WORK REQUIRED: Filter the entries for the word "below". Copy each line that has it.

Referring expression data:
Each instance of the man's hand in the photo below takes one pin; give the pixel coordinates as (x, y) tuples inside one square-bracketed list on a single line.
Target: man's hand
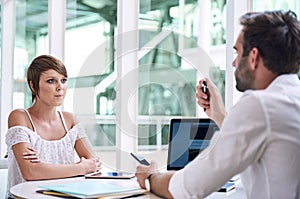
[(144, 172), (213, 104)]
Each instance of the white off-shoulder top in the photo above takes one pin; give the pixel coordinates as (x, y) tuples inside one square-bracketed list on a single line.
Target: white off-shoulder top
[(53, 152)]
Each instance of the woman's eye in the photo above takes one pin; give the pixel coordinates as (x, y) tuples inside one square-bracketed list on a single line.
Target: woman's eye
[(50, 80), (64, 80)]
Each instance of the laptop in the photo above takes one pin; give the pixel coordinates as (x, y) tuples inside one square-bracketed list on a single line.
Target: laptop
[(188, 137)]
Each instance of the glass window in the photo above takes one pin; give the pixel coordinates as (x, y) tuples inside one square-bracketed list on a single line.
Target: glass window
[(167, 73), (89, 55), (31, 40)]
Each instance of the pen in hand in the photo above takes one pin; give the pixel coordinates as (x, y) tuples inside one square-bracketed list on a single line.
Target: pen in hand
[(205, 90)]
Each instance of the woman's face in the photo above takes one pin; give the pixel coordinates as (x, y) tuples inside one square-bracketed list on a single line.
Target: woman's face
[(52, 88)]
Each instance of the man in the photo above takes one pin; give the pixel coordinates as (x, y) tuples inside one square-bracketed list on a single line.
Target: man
[(260, 136)]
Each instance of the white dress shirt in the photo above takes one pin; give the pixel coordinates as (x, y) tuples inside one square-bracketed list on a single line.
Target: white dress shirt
[(259, 138)]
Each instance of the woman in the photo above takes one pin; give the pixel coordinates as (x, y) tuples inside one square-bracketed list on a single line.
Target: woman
[(40, 139)]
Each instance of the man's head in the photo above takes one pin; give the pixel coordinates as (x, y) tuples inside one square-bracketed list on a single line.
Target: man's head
[(274, 38), (39, 65)]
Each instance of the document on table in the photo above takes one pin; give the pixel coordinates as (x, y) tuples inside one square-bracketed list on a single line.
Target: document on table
[(93, 189)]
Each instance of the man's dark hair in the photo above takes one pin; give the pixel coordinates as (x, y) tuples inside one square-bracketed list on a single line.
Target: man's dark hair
[(39, 65), (276, 34)]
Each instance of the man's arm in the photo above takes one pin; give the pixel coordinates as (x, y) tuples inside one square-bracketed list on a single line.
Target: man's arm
[(159, 184), (212, 102)]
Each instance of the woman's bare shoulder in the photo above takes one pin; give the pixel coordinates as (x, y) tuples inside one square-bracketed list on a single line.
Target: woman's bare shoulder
[(69, 118), (18, 117)]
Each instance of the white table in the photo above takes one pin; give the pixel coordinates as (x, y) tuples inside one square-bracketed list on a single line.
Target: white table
[(28, 189)]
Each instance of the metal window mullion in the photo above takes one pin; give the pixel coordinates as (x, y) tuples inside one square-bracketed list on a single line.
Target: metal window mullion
[(8, 21), (127, 82), (56, 27)]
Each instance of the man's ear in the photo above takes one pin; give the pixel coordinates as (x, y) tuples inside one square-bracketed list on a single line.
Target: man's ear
[(31, 87), (254, 58)]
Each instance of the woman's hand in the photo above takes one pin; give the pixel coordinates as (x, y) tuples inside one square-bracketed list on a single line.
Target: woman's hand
[(144, 172), (90, 165), (31, 155), (211, 102)]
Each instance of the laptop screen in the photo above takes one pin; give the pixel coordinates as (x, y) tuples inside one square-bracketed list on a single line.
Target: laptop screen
[(188, 137)]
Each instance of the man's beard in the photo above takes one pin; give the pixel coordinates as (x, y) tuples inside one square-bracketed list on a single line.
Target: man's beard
[(244, 77)]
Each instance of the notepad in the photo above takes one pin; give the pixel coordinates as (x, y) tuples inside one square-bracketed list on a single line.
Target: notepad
[(91, 189)]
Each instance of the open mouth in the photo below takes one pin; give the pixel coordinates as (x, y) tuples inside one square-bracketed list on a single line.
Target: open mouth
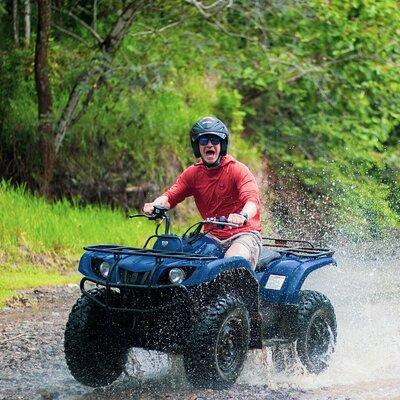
[(210, 153)]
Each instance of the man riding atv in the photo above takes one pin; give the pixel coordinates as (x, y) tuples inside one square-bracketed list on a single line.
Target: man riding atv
[(221, 186)]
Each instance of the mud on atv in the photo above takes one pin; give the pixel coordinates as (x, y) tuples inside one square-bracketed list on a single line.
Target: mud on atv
[(178, 294)]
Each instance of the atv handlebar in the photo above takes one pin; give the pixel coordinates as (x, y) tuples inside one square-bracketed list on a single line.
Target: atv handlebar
[(159, 212), (221, 222)]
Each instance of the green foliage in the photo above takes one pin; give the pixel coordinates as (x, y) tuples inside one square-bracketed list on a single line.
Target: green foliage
[(312, 87), (29, 224)]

WRITTEN SOLUTION:
Each instance of the man's hand in the photo below takes one pin; give the pixel coordinates as (x, y) tuples inside one square-bracketed list on a single line.
Each instance of the open mouth in the photo below takes one pin; give the pixel coordinates as (x, y) tuples inside one square-bracketed list on a single line.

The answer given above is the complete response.